> **What to work on**
Copy the items below word for word, leaving out the picture.

> **Supplied data**
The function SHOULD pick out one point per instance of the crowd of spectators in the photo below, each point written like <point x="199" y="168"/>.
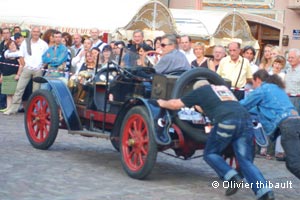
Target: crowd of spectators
<point x="57" y="54"/>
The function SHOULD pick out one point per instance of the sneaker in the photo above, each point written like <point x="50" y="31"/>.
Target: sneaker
<point x="268" y="196"/>
<point x="8" y="112"/>
<point x="4" y="109"/>
<point x="234" y="184"/>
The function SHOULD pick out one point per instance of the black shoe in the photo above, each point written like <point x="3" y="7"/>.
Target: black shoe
<point x="234" y="184"/>
<point x="268" y="196"/>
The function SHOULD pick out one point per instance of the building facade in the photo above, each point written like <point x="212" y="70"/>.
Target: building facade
<point x="274" y="22"/>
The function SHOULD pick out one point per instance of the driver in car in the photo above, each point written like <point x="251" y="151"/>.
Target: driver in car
<point x="172" y="59"/>
<point x="232" y="125"/>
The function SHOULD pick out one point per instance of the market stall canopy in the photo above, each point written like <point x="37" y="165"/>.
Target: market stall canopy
<point x="153" y="18"/>
<point x="72" y="17"/>
<point x="199" y="24"/>
<point x="233" y="27"/>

> **Result of this task**
The function SHOULD pick out one point per instance of the crowd of spectators in the photo below, each point written like <point x="199" y="168"/>.
Target: crowd of spectators
<point x="57" y="54"/>
The function SHOULD pick out one point per instance of the sneaker in the photo above, each point written like <point x="50" y="31"/>.
Target: sneaker
<point x="268" y="196"/>
<point x="8" y="112"/>
<point x="4" y="109"/>
<point x="234" y="184"/>
The function SHOULD pick out one point per instance of the black shoe in the photo above, each point written like <point x="3" y="7"/>.
Target: black shoe
<point x="234" y="184"/>
<point x="268" y="196"/>
The function SHOULD pick out one point per instance of the building facade in the photo above, each point written like <point x="212" y="70"/>.
Target: building facade
<point x="274" y="22"/>
The function SHOULD pick out one point per instance of the driver in car in the photo above, each point written like <point x="251" y="151"/>.
Target: driver in car
<point x="172" y="59"/>
<point x="232" y="125"/>
The function SHOULD pick out one point per instance of the market stall canopy in the photo above, each point written like <point x="37" y="165"/>.
Target: market stall canopy
<point x="153" y="18"/>
<point x="72" y="17"/>
<point x="199" y="24"/>
<point x="233" y="27"/>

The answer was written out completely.